Records for the task.
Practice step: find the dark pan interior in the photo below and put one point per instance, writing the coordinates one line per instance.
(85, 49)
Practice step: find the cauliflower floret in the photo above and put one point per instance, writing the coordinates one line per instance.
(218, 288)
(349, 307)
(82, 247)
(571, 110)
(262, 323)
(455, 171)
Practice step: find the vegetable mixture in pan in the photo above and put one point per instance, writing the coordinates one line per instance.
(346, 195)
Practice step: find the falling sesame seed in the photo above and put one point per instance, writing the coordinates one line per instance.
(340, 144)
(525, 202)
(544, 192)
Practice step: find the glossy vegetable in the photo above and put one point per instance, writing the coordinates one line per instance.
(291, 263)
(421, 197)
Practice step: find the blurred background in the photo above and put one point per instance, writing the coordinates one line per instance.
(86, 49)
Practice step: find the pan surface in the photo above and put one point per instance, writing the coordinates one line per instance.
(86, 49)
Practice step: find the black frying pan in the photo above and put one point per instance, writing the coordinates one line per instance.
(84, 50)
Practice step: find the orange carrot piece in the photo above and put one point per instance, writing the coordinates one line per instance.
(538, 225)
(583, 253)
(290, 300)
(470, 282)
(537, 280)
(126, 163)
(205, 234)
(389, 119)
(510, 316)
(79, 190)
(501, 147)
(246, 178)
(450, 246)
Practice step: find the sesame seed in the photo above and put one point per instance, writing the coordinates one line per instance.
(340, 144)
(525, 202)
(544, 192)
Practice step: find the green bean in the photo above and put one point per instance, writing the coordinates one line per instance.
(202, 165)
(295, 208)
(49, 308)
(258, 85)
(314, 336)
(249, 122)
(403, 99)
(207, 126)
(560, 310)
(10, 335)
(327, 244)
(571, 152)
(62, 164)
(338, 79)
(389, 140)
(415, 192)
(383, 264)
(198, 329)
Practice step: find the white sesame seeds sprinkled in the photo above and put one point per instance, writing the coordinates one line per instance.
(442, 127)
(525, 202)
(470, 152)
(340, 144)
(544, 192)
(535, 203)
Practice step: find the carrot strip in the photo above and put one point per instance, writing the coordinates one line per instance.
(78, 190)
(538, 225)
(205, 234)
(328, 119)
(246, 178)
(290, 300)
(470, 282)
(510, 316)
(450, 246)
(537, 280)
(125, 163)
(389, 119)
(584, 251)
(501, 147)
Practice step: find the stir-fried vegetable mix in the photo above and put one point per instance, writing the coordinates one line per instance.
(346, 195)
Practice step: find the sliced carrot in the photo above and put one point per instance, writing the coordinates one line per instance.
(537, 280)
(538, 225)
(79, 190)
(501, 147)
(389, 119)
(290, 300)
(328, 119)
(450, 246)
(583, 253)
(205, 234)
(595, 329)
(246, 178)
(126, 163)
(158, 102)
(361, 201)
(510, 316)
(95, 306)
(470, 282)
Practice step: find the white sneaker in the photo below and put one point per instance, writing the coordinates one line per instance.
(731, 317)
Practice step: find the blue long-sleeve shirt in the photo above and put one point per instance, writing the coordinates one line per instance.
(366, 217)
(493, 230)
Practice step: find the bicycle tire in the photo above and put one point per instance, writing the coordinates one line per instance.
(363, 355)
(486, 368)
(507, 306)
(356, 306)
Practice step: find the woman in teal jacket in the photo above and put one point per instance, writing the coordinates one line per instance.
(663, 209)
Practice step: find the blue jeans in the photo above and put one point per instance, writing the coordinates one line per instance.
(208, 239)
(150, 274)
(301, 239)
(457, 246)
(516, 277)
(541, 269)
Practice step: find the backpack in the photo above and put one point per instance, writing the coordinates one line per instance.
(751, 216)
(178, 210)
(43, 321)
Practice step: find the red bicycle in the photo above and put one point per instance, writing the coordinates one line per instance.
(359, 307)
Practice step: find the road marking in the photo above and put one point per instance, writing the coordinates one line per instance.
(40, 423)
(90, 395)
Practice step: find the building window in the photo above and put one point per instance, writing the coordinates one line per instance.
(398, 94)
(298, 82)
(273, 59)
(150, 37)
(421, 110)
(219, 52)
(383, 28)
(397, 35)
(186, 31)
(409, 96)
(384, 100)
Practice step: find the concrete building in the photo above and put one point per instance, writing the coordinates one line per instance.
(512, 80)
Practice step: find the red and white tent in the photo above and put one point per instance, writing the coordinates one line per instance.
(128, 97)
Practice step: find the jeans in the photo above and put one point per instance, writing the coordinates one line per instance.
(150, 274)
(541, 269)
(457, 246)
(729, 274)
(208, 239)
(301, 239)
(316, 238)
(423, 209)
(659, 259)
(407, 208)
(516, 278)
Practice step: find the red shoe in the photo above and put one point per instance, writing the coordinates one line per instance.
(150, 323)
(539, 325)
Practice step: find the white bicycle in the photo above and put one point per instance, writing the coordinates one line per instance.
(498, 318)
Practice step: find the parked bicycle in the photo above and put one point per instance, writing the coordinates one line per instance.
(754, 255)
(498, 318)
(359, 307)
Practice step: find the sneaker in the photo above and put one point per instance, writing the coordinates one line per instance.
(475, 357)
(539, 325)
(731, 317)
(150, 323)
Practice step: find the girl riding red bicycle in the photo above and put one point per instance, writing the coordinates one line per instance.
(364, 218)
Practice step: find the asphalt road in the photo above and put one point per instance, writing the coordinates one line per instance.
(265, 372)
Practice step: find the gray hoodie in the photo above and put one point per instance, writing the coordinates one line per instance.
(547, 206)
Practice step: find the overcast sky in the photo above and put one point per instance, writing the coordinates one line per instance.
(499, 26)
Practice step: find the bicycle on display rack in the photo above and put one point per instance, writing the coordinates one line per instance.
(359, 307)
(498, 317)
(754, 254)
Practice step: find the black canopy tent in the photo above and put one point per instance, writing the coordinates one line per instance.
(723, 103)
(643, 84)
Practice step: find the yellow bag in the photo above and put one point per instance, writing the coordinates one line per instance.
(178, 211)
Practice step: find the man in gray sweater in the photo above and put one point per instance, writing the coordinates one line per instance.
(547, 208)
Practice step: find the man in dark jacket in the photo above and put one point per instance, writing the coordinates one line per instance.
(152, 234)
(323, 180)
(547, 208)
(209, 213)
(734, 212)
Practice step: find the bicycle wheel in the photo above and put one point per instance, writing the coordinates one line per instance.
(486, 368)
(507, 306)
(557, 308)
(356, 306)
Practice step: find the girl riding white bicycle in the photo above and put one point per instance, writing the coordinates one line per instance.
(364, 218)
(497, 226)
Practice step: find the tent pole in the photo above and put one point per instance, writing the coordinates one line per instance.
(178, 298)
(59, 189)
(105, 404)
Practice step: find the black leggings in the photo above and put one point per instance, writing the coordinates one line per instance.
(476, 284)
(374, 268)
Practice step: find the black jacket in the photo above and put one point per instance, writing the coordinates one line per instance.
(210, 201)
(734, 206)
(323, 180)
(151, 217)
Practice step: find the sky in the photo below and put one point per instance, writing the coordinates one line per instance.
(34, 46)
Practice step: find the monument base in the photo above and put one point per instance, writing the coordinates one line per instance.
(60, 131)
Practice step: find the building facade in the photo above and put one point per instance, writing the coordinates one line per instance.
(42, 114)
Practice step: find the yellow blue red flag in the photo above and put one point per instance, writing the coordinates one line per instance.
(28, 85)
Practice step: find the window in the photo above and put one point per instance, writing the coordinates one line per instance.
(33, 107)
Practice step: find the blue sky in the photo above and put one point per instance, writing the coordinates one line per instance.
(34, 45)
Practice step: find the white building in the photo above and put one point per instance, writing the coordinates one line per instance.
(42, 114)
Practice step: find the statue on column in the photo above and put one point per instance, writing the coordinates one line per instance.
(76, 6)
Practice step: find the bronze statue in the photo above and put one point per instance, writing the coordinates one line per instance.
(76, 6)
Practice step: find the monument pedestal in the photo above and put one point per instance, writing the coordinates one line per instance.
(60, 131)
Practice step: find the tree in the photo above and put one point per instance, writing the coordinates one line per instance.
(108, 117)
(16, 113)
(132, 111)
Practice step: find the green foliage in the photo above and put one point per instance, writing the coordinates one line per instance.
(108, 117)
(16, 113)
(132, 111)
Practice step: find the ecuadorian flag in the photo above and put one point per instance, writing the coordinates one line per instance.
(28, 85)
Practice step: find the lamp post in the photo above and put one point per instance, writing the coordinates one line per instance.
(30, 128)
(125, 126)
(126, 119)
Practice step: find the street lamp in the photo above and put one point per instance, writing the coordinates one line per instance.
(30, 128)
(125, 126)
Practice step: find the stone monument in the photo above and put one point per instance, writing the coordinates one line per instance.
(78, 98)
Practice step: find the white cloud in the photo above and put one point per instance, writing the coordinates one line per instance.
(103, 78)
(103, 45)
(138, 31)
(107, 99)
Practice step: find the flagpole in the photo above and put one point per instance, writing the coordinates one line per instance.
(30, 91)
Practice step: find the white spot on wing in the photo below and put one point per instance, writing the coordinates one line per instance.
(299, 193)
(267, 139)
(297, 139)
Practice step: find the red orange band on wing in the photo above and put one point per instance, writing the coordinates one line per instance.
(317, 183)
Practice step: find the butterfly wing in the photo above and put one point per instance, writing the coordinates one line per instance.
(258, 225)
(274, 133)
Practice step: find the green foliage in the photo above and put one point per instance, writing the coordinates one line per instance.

What you have to do.
In the material above, the line with "Practice step: find the butterfly" marks the start. Print it and every line after it through the last, exactly.

Written solution.
Practice step: find the butterfly wing in the photo above and put one point per instance, writing the coordinates one line per instance.
(258, 225)
(274, 133)
Practice step: find the green foliage in the photo above and put one point per instance, writing the coordinates one line per instance.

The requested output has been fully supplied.